Input rows>
-.-.-
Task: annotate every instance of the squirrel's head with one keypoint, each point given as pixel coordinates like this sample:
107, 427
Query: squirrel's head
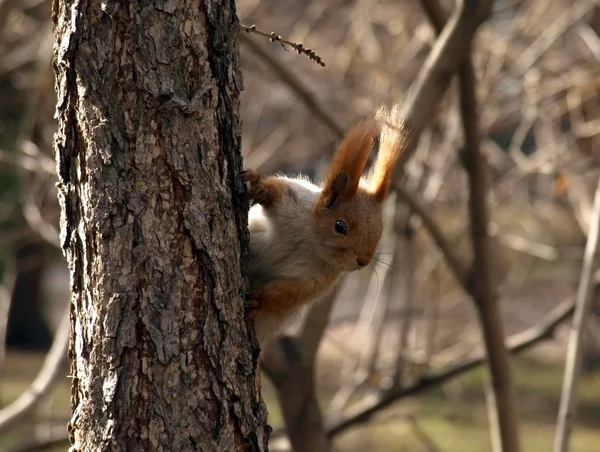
348, 215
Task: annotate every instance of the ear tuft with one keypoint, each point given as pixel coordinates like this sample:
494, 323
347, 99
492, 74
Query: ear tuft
392, 141
348, 164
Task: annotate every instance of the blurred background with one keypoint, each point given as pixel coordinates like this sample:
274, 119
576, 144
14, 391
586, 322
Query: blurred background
538, 69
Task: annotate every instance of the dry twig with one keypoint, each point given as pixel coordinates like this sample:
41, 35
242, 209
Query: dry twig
568, 402
276, 38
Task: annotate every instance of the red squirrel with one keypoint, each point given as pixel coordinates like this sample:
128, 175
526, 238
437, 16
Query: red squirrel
304, 238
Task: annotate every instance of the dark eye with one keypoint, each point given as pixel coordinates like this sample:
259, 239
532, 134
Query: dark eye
340, 227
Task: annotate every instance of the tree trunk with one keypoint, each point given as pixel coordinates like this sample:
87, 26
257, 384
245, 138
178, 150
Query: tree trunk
153, 225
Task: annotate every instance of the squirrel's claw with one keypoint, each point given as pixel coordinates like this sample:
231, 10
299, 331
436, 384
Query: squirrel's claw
261, 193
251, 306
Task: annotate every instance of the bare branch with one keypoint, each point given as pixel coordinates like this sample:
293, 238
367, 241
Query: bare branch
568, 403
276, 38
516, 344
296, 86
483, 289
45, 380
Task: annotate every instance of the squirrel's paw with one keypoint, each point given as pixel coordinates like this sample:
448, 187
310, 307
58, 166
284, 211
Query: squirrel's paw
251, 305
261, 193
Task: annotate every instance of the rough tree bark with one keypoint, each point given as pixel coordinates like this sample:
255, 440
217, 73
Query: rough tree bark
153, 218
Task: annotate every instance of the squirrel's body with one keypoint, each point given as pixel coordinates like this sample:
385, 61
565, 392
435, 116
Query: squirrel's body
304, 238
269, 258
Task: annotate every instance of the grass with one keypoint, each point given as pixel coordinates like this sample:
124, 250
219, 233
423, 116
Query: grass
459, 425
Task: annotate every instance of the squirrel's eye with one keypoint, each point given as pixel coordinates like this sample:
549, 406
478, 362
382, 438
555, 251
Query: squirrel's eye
340, 227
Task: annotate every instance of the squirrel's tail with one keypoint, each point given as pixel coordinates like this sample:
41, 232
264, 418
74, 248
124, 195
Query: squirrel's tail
392, 141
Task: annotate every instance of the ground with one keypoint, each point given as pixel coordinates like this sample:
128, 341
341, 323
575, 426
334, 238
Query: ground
448, 423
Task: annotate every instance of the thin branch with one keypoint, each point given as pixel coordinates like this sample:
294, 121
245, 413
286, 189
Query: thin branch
276, 38
458, 267
297, 86
45, 380
451, 47
568, 403
518, 343
6, 290
484, 290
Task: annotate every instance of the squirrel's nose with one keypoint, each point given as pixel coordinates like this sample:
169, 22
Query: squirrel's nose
361, 261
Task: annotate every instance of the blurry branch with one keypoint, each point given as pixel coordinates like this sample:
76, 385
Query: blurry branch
524, 245
276, 38
290, 364
480, 283
551, 33
517, 343
45, 380
297, 86
54, 439
458, 267
449, 49
6, 290
568, 402
484, 289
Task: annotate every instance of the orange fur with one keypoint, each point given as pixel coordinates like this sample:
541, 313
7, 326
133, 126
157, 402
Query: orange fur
391, 144
348, 164
282, 295
296, 253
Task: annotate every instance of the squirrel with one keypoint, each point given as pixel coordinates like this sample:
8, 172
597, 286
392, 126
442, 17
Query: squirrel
304, 237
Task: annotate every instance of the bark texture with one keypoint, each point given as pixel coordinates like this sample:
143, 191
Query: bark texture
153, 218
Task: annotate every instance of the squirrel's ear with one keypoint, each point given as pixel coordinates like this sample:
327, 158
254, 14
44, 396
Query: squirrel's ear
392, 140
348, 164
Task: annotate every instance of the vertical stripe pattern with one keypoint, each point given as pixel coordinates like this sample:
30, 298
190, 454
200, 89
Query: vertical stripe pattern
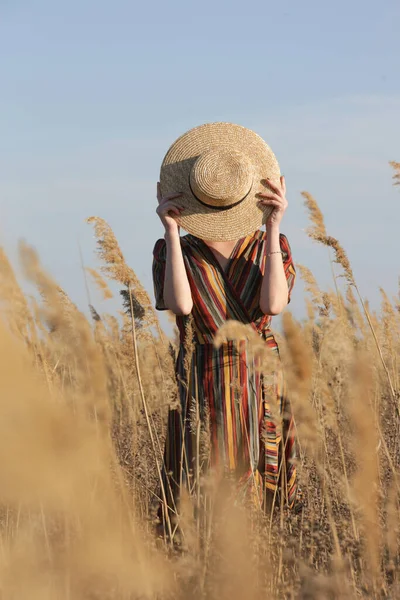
226, 384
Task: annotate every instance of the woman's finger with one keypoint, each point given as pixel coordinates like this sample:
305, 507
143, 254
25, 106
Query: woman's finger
283, 184
271, 203
275, 188
168, 207
171, 197
270, 197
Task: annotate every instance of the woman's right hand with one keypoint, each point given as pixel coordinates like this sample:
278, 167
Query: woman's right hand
166, 210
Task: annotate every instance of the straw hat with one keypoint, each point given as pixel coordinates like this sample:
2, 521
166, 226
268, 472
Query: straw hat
220, 169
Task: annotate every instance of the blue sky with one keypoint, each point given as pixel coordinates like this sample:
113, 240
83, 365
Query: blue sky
93, 94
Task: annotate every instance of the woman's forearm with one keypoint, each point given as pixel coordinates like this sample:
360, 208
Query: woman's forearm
274, 288
177, 293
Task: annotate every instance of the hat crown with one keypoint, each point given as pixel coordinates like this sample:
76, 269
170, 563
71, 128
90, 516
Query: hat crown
221, 177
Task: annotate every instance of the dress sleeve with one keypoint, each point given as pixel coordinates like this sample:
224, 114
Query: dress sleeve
159, 260
288, 265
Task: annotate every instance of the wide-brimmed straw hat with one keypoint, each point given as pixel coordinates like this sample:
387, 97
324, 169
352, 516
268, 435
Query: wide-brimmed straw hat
219, 168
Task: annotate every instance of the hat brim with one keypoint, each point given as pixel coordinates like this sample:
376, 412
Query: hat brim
206, 222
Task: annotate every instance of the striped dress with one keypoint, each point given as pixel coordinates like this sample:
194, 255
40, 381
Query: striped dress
231, 416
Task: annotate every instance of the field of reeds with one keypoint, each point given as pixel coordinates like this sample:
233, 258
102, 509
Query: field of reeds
83, 406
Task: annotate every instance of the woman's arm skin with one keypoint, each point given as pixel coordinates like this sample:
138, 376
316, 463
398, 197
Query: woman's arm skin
177, 293
274, 287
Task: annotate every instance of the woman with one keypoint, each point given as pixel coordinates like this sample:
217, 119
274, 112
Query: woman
221, 183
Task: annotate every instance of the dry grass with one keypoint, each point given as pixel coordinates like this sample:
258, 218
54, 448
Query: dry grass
82, 427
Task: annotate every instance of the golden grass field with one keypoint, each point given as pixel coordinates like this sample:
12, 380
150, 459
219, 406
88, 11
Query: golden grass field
82, 422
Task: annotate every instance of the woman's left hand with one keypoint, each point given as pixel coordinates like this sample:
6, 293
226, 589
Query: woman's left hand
276, 198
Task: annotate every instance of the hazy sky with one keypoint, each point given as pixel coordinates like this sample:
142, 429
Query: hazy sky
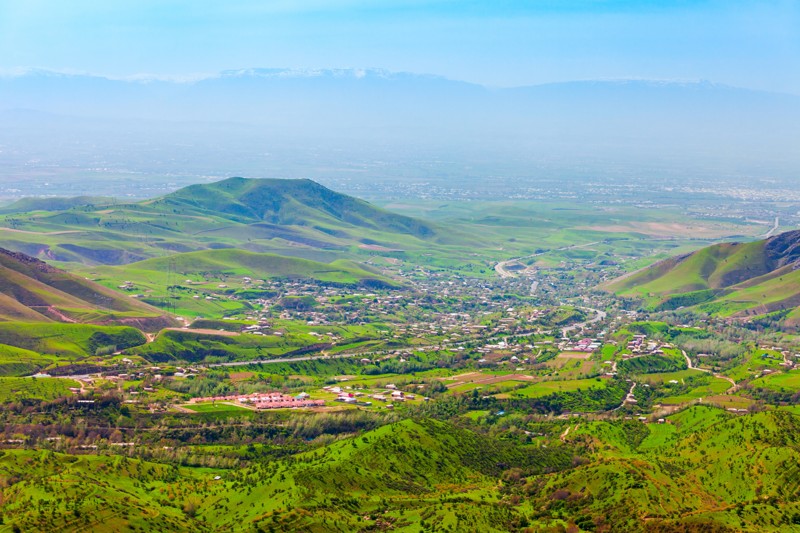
752, 43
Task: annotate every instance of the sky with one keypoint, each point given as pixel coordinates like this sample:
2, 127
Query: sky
500, 43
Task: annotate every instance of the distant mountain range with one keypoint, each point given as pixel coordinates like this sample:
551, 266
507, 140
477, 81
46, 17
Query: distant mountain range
380, 108
729, 279
289, 217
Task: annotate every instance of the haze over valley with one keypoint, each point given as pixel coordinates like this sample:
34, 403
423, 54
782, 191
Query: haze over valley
458, 266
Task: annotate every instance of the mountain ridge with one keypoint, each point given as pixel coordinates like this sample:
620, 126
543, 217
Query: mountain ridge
730, 279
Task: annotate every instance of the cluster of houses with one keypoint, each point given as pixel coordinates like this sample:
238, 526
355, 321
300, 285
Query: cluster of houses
360, 398
583, 345
265, 400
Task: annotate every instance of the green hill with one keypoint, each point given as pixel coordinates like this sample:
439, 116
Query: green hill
25, 205
288, 217
33, 291
728, 279
290, 202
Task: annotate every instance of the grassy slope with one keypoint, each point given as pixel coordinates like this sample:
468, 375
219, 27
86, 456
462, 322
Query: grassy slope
240, 262
726, 279
31, 290
704, 469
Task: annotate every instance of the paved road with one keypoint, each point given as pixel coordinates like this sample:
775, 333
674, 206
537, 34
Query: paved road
772, 231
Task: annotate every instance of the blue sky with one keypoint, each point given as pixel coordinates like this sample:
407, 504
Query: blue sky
754, 43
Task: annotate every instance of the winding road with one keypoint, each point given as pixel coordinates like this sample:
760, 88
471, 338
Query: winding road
691, 366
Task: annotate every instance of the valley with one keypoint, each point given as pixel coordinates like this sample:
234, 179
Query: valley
272, 355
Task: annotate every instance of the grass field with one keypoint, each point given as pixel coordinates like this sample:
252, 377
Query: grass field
13, 389
546, 388
220, 407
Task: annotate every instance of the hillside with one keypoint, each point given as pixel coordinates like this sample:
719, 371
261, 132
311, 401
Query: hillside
33, 291
291, 202
729, 278
287, 217
233, 262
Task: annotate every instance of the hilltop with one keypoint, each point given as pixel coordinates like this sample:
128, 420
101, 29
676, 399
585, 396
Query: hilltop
287, 217
729, 279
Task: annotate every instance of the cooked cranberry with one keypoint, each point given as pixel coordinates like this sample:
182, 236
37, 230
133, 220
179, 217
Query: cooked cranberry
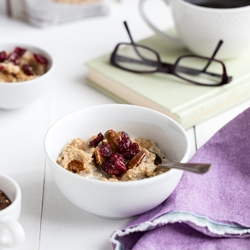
132, 150
3, 56
40, 59
118, 168
124, 142
14, 57
96, 140
105, 150
116, 156
20, 51
28, 70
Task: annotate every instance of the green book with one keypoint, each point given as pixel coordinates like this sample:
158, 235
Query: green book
187, 103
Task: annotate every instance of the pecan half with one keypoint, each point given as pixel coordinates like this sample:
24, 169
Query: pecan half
137, 159
76, 166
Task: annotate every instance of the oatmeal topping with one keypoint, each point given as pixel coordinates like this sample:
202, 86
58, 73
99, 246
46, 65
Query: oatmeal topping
113, 156
21, 65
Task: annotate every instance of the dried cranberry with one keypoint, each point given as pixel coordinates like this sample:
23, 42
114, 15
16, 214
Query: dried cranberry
20, 51
14, 57
96, 140
40, 59
28, 70
3, 56
105, 150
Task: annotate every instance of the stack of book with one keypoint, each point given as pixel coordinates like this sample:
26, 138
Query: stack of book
187, 103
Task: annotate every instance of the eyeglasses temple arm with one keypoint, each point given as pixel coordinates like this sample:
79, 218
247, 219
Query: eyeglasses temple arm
129, 34
214, 54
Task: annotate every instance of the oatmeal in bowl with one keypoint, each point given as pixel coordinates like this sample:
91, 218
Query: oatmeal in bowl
25, 72
112, 156
75, 147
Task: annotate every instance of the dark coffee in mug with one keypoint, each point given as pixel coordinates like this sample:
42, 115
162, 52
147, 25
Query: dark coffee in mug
220, 4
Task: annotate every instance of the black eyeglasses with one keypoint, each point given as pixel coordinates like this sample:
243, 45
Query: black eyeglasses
199, 70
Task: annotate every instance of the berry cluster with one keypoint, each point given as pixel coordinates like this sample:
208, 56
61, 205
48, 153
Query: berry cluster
114, 152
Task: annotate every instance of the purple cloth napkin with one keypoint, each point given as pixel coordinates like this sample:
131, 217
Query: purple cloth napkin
210, 211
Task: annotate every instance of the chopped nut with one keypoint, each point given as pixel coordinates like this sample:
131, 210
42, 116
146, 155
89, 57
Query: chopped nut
136, 160
113, 139
76, 166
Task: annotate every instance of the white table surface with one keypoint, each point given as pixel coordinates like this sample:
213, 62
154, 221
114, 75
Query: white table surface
50, 221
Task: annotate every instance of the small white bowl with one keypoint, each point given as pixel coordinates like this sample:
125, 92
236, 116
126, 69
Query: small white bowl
117, 199
20, 94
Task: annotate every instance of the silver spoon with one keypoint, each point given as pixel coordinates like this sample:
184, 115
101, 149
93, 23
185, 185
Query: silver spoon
199, 168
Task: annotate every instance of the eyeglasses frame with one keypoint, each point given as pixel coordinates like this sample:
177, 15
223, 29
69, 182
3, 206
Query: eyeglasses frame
168, 68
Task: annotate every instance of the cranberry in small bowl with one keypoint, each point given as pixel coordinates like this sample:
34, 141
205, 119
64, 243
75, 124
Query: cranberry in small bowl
101, 196
24, 74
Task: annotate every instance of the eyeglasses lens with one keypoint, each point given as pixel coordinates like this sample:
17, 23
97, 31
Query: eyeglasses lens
136, 58
200, 70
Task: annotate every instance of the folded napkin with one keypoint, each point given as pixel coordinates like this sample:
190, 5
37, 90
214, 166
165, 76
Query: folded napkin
210, 211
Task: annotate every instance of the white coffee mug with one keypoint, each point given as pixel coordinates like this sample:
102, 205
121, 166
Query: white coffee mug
200, 28
11, 231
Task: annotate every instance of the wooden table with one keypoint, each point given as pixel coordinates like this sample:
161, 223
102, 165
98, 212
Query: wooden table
50, 221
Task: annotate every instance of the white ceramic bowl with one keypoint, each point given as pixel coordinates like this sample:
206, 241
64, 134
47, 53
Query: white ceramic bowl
20, 94
116, 199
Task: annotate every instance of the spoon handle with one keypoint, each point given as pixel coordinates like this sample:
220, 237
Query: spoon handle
192, 167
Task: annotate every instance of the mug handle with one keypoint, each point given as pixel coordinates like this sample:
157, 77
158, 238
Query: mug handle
-.-.-
Directions>
Repeat only the stretch of lines starting at the one containing "Task: annotate every instance of the folded" and running to the final line of the entries above.

Response>
Task: annotate every instance of the folded napkin with one keypoint, each point given as pixel coordinates like this sample:
190, 5
37, 90
214, 166
165, 76
Query: folded napkin
210, 211
Task: annotate every instance of the white coffee mug with one keypoint, each point given as pixel coordinates like this sample:
102, 205
121, 166
Query: white coffee mug
200, 28
11, 231
Task: annotate every instance of the wooden table with one keypoint, each point given as pixel coordinates like this sample:
161, 223
102, 165
98, 212
Query: wooden table
50, 221
Task: annotate every instance of the white ceramic bowl with one keypoint, each point given as pixel coordinates like this sample:
206, 241
64, 134
47, 53
Query: white ceramic bowl
20, 94
116, 199
Task: annotate every instance of the spoon handle with one keypoint, each point given as pixel coordinates like this sample:
220, 237
Query: spoon handle
192, 167
Task: annotate every instance of the mug handle with one keypoint, each point given as pixel coordinates like this sample:
157, 77
158, 238
Query: mug handle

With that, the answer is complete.